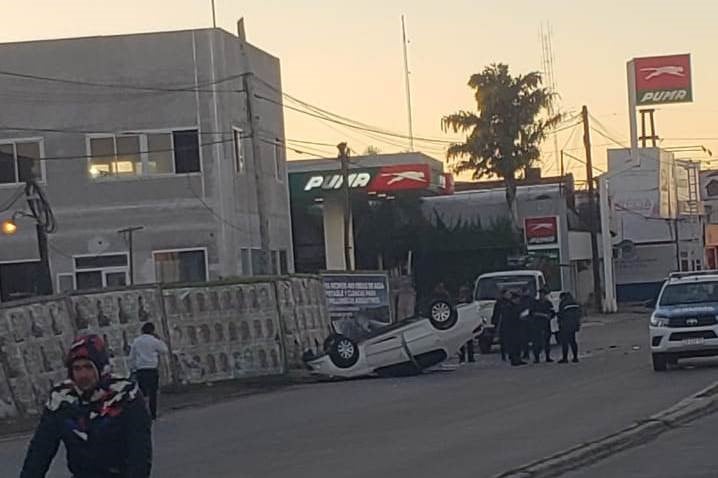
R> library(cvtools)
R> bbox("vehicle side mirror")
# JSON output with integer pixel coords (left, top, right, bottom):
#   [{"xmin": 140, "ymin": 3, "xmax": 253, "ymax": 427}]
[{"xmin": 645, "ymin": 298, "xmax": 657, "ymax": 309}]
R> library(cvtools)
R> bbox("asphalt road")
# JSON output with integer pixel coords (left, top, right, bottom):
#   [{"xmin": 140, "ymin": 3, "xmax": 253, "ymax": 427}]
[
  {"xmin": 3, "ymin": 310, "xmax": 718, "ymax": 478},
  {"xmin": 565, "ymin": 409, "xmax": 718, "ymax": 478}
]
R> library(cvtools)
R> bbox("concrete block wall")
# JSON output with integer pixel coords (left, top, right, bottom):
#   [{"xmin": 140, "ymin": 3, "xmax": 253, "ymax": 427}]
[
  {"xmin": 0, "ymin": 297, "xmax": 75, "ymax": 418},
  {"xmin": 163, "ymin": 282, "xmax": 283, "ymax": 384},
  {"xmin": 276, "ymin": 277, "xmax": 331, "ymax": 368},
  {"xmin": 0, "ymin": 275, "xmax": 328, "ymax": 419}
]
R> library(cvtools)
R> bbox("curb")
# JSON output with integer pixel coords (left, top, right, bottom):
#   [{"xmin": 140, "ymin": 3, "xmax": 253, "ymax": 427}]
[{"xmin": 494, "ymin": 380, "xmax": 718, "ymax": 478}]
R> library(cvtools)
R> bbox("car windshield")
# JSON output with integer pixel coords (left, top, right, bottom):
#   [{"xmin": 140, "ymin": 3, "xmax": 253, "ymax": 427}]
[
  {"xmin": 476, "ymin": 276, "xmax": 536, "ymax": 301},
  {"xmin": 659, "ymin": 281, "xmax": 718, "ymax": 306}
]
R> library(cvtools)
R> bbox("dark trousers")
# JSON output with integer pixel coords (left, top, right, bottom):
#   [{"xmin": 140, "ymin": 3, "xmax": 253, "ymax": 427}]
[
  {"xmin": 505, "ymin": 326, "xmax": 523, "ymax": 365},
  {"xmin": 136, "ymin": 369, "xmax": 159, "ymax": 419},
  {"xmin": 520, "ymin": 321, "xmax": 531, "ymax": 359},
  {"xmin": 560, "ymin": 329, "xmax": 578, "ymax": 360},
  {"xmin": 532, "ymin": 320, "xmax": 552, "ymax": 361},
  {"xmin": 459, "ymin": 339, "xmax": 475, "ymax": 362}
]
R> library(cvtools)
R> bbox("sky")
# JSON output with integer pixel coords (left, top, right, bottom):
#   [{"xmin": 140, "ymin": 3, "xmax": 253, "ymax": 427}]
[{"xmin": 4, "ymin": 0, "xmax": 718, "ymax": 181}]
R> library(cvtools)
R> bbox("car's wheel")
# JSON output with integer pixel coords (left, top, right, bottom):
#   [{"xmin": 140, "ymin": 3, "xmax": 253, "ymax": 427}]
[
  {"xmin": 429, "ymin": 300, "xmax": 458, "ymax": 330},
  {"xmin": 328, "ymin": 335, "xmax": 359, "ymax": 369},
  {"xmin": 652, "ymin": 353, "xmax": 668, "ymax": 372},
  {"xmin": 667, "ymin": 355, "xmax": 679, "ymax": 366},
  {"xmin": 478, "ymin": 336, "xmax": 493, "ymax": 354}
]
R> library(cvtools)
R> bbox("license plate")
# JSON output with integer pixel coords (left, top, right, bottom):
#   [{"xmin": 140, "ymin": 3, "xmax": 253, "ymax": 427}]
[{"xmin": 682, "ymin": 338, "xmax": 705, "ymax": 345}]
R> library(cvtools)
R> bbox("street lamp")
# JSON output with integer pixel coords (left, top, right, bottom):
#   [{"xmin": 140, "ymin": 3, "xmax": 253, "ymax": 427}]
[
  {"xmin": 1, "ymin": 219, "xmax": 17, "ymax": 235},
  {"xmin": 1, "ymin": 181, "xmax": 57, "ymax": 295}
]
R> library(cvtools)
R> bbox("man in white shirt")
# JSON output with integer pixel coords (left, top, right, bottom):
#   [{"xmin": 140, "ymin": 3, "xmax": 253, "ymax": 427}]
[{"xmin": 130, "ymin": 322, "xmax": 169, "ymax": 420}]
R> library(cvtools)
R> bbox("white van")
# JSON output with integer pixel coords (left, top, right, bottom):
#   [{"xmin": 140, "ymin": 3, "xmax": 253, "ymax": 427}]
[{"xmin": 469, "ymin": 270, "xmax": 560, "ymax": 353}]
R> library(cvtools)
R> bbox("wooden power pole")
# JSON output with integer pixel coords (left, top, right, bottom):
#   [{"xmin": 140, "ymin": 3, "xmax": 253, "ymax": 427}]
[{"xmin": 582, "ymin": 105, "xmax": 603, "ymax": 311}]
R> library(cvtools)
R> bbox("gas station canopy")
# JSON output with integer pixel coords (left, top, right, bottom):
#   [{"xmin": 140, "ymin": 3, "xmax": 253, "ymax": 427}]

■ **WORK TO COMPLETE**
Repeat every line of the data exactly, but do not include pictures.

■ **EXERCISE ANSWER**
R> library(cvtools)
R> bbox("vehicle side mirror")
# JSON output with integer pixel coords (left, top, right, bottom):
#   [{"xmin": 140, "ymin": 3, "xmax": 253, "ymax": 427}]
[{"xmin": 645, "ymin": 298, "xmax": 657, "ymax": 309}]
R> library(cvtools)
R> bbox("asphalt road")
# JSON output with integer pixel coords (left, top, right, bottom):
#   [{"xmin": 140, "ymin": 3, "xmax": 253, "ymax": 427}]
[
  {"xmin": 3, "ymin": 310, "xmax": 718, "ymax": 478},
  {"xmin": 565, "ymin": 409, "xmax": 718, "ymax": 478}
]
R> library(cvtools)
R> bbox("concrete block wall")
# JSON output with integer pixel coords (left, top, right, bottom):
#   [{"xmin": 140, "ymin": 3, "xmax": 253, "ymax": 427}]
[
  {"xmin": 0, "ymin": 297, "xmax": 75, "ymax": 418},
  {"xmin": 163, "ymin": 282, "xmax": 283, "ymax": 384},
  {"xmin": 276, "ymin": 277, "xmax": 331, "ymax": 368},
  {"xmin": 0, "ymin": 275, "xmax": 328, "ymax": 419}
]
R> library(cvtools)
R> bbox("curb")
# JSON output with integer pixel coords (left, top, right, bottom):
#   [{"xmin": 140, "ymin": 3, "xmax": 253, "ymax": 427}]
[{"xmin": 494, "ymin": 380, "xmax": 718, "ymax": 478}]
R> library(cvtools)
R> bbox("car windshield")
# JSON output with integer pixel coords (left, top, right, bottom):
#   [{"xmin": 140, "ymin": 3, "xmax": 253, "ymax": 427}]
[
  {"xmin": 476, "ymin": 276, "xmax": 536, "ymax": 301},
  {"xmin": 659, "ymin": 281, "xmax": 718, "ymax": 306}
]
R> library(cvtools)
R> bbox("dark trousers")
# JSON output with integer pixel coords (left, top, right, bottom):
#   [{"xmin": 140, "ymin": 3, "xmax": 253, "ymax": 427}]
[
  {"xmin": 505, "ymin": 326, "xmax": 523, "ymax": 365},
  {"xmin": 136, "ymin": 369, "xmax": 159, "ymax": 419},
  {"xmin": 520, "ymin": 321, "xmax": 531, "ymax": 359},
  {"xmin": 560, "ymin": 329, "xmax": 578, "ymax": 360},
  {"xmin": 532, "ymin": 320, "xmax": 552, "ymax": 361},
  {"xmin": 459, "ymin": 339, "xmax": 475, "ymax": 362}
]
R> library(cvtools)
R> bbox("sky")
# JSON output with integer pixel coords (left, top, right, bottom):
#   [{"xmin": 140, "ymin": 3, "xmax": 253, "ymax": 427}]
[{"xmin": 4, "ymin": 0, "xmax": 718, "ymax": 181}]
R> library(cvtools)
R> bbox("car's wheel")
# JSON output with integer pixel coords (left, top, right, bottom):
#   [{"xmin": 140, "ymin": 3, "xmax": 253, "ymax": 427}]
[
  {"xmin": 429, "ymin": 300, "xmax": 458, "ymax": 330},
  {"xmin": 328, "ymin": 335, "xmax": 359, "ymax": 369},
  {"xmin": 652, "ymin": 353, "xmax": 668, "ymax": 372},
  {"xmin": 667, "ymin": 355, "xmax": 679, "ymax": 366},
  {"xmin": 478, "ymin": 336, "xmax": 493, "ymax": 354}
]
R> library(cvtools)
R> bbox("license plate")
# JSON output with integer pixel coords (left, top, right, bottom):
#   [{"xmin": 140, "ymin": 3, "xmax": 253, "ymax": 427}]
[{"xmin": 682, "ymin": 338, "xmax": 705, "ymax": 345}]
R> library(cvtools)
R> bbox("street lamp")
# JSON output with integer pixel coords (left, top, right, bottom):
#   [{"xmin": 140, "ymin": 3, "xmax": 253, "ymax": 427}]
[
  {"xmin": 1, "ymin": 219, "xmax": 17, "ymax": 235},
  {"xmin": 1, "ymin": 181, "xmax": 57, "ymax": 295}
]
R> library(cvtools)
R> bbox("man in white shirt")
# JSON output with integer pixel coords (left, top, right, bottom):
#   [{"xmin": 140, "ymin": 3, "xmax": 253, "ymax": 427}]
[{"xmin": 130, "ymin": 322, "xmax": 169, "ymax": 420}]
R> library(cvtools)
R> bbox("white van")
# JSON output with integer pixel coords (left, top, right, bottom):
#   [{"xmin": 140, "ymin": 3, "xmax": 253, "ymax": 427}]
[{"xmin": 469, "ymin": 270, "xmax": 560, "ymax": 353}]
R> library(cvtools)
R> bbox("wooden power pole")
# JSON output with integer pixel coords (left, top, right, bottom):
#   [{"xmin": 140, "ymin": 3, "xmax": 253, "ymax": 427}]
[{"xmin": 582, "ymin": 105, "xmax": 603, "ymax": 311}]
R> library(cvtools)
R> bbox("gas station canopy")
# JSON output with integer pixel coords (left, top, right, bottom):
#   [{"xmin": 140, "ymin": 3, "xmax": 253, "ymax": 427}]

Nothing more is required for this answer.